# Exercise requirements
1 - In the card reviews, which site's text shows a uniqueness star next to the name Jim's Trumpet?
2 - From the card reviews, transcribe the passage that starts at "Unlike the regular" and runs up to and including "that's an upgrade!".

──────── Extract

Jim's Trumpet

Unlike the regular version, this one is actually NOT unique. So feel free to take it with you on your trip to outer space. I'm sure whatever species you'd encounter would appreciate some smooth jazz. Now that's an upgrade!

Nenananas · 258
impressive for the keen eye. — IvanYHYu · 8
Am I reading the text wrong? from each investigator and ally asset? — randyt1027 · 2
The name says * Jim's Trumpet with a star at the start. Per rules this means the card is unique. Why do you think it's not unique? (I'm not trying to be a butt, there's so many rules that most likely there's an exception to * in name = unique that I don't know of) — sztrzask · 1
@sztrzask: The text here on arkhamdb indicates that the name has the uniqueness star next to it, but the card image on FFG's site and in the print-and-play file seems not to have one: https://images-cdn.fantasyflightgames.com/filer_public/2d/09/2d09c406-e05c-4a87-a668-296c0283d4fb/laid_to_rest_cards.pdf — Snakebird_Priestess · 1
Wither

I think it is a fun card in 3~4 players with fighters who can't quite finish the enemy fast enough (or having to use some actions to setup and engage). You can be the the team's enemy finisher with this Spell. The key to full potential is you go later and finish off enemies on others without engaging, so you have more action to spam Wither to the enemy from the side line.

  • If you go first and you can't finish it, the enemy will rehydrate and get its reduced heath back. The goal is to make it withers to death due to reduced health inside your turn.

────────────────
──────── Source data

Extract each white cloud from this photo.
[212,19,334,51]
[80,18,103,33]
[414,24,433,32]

────────────────

# Answers
1 - ArkhamDB

2 -
Unlike the regular version, this one is actually NOT unique. So feel free to take it with you on your trip to outer space. I'm sure whatever species you'd encounter would appreciate some smooth jazz. Now that's an upgrade!